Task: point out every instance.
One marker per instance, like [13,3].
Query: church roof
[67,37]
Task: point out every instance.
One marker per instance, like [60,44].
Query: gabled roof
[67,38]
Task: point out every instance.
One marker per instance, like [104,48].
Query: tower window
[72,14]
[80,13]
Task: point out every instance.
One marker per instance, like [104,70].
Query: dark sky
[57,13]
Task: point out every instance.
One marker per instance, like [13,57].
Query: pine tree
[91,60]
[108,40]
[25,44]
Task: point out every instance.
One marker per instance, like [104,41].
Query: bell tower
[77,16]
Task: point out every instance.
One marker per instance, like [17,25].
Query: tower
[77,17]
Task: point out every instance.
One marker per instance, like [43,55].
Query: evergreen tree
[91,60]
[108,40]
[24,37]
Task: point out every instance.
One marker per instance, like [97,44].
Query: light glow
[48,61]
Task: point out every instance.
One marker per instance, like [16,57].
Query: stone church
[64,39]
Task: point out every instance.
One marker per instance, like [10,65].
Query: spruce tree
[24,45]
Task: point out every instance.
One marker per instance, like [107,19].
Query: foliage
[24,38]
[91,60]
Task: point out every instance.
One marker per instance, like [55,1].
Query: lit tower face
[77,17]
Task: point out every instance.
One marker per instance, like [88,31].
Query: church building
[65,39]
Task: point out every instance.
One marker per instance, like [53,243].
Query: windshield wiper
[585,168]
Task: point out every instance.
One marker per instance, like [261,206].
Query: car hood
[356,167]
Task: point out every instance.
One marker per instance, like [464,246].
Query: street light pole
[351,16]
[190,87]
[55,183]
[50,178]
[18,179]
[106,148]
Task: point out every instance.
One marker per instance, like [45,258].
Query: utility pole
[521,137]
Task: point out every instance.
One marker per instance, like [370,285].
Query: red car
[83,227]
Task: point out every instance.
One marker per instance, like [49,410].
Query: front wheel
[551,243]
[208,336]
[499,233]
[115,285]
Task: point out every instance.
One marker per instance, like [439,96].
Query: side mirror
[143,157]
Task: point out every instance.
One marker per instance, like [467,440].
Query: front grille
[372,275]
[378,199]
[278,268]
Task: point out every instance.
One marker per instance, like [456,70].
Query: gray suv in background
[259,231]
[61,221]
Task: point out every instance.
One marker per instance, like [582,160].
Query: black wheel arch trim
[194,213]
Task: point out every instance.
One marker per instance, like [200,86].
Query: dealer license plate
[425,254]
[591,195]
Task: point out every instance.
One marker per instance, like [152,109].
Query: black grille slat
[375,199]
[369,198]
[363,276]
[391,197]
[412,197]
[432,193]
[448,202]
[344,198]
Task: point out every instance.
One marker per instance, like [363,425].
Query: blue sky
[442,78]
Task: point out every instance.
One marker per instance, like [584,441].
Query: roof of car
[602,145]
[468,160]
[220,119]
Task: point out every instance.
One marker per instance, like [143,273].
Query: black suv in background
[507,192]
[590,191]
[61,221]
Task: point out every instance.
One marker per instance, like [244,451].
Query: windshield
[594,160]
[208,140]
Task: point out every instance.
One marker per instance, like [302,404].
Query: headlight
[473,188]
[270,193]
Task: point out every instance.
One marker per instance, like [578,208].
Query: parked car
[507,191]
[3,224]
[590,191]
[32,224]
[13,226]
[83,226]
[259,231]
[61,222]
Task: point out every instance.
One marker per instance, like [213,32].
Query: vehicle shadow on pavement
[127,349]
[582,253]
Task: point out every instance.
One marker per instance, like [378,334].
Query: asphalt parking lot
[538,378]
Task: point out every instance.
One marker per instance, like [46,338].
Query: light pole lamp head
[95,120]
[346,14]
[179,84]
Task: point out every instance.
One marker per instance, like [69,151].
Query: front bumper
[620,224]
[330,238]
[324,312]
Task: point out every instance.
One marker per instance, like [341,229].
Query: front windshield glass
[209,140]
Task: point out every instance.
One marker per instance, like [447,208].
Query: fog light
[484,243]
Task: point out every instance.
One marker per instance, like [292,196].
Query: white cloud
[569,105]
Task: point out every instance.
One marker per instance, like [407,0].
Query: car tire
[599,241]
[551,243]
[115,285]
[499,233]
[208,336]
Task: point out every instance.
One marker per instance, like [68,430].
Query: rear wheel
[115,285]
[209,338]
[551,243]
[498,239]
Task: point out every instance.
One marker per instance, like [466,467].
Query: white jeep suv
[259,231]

Task to complete: Write out every record verbatim.

Written answer:
Task: point out every instance.
One marker per instance, like [13,3].
Query: church roof
[67,37]
Task: point out every instance.
One marker per instance, like [60,44].
Query: gabled roof
[67,38]
Task: point out every instance.
One marker per instance, like [104,48].
Query: tower window
[72,14]
[80,13]
Task: point out every instance.
One marker per instance, like [104,70].
Query: dark sky
[57,13]
Task: point out every instance.
One marker per instance, like [13,57].
Query: pine tree
[91,60]
[108,40]
[25,44]
Task: point out every instance.
One marker per instance, like [104,41].
Query: bell tower
[77,16]
Task: point out every instance.
One marker per instance, like [17,25].
Query: tower
[77,17]
Task: point out every instance.
One marker per instance, like [43,55].
Query: evergreen tree
[91,60]
[108,40]
[24,37]
Task: point out every instance.
One marker per instance, like [97,44].
Query: light glow
[48,61]
Task: point out every instance.
One marker per instance, like [16,57].
Query: stone church
[64,39]
Task: point out every instance.
One marker per instance, like [10,65].
Query: spruce tree
[24,45]
Task: point out every instance.
One marker per instance, like [107,19].
Query: foliage
[24,38]
[91,60]
Task: point out every instance.
One marker per instance, like [55,1].
Query: lit tower face
[77,17]
Task: point out every instance.
One marker per instance, like [88,31].
Query: church building
[65,39]
Task: point out every instance.
One marker per instance, like [53,243].
Query: windshield wiper
[585,168]
Task: point out every instance.
One marker per instance, like [261,206].
Query: car hood
[356,167]
Task: point out every instance.
One marker per instance, like [464,246].
Query: street light pole
[351,16]
[190,87]
[55,183]
[50,178]
[18,179]
[106,148]
Task: point out every instance.
One marker per instance, like [45,258].
Query: utility pole
[521,137]
Task: point out every instance.
One marker per instance, like [370,285].
Query: red car
[83,227]
Task: point out every instance.
One marker per instance, like [49,410].
Query: front wheel
[551,243]
[208,336]
[499,233]
[115,285]
Task: point out every instance.
One marker per instance, like [439,96].
Query: side mirror
[143,157]
Task: point out every instance.
One marker per instance, like [467,440].
Query: front grille
[372,275]
[378,199]
[278,268]
Task: point out every instance.
One marker per instance, like [456,70].
Query: gray suv in background
[259,231]
[61,221]
Task: point out every instance.
One marker per instance, like [582,160].
Query: black wheel arch trim
[194,213]
Task: point out every instance.
One marker per instance, like [200,86].
Query: dealer license plate
[425,254]
[591,195]
Task: point out every instance.
One marker per instance, like [152,109].
Query: black grille slat
[375,199]
[369,198]
[363,276]
[391,197]
[412,197]
[432,193]
[448,202]
[344,198]
Task: point out every instance.
One marker per instance, like [363,425].
Query: blue sky
[442,78]
Task: point out every instance.
One marker per instance, like [584,441].
Query: roof of car
[602,145]
[468,160]
[220,119]
Task: point out every instance.
One marker per instance, like [143,273].
Query: black suv in background
[507,192]
[590,191]
[61,221]
Task: point out every instance.
One marker per instance, like [244,451].
Query: windshield
[594,160]
[208,140]
Task: point out every instance.
One marker per instance, like [302,404].
Query: headlight
[473,188]
[270,193]
Task: point out every instance.
One marker per instance, like [578,208].
Query: parked car
[507,191]
[3,224]
[590,191]
[32,224]
[13,226]
[83,226]
[259,231]
[61,222]
Task: point out every instance.
One marker per instance, like [213,32].
Query: vehicle shadow on pavement
[127,349]
[582,253]
Task: point out every instance.
One marker per instance, like [378,334].
Query: asphalt parking lot
[538,378]
Task: point out every instance.
One marker per instance, like [46,338].
Query: light pole lamp head
[95,120]
[346,14]
[179,84]
Task: point out every instance.
One marker per instance, like [69,151].
Query: front bumper
[620,224]
[330,238]
[324,312]
Task: point out every instance.
One marker per instance, like [341,229].
Query: front windshield glass
[209,140]
Task: point out every instance.
One marker per instance, like [447,208].
Query: fog light
[484,243]
Task: point out every instance.
One marker per instance, like [292,196].
Query: white cloud
[569,105]
Task: point out every instance.
One marker per instance, like [407,0].
Query: car tire
[599,241]
[551,243]
[115,285]
[499,233]
[208,336]
Task: point out every instance.
One marker per instance, like [68,430].
Query: rear wheel
[115,285]
[209,338]
[551,243]
[498,239]
Task: point out every instance.
One marker per instance, like [466,467].
Query: white jeep suv
[259,231]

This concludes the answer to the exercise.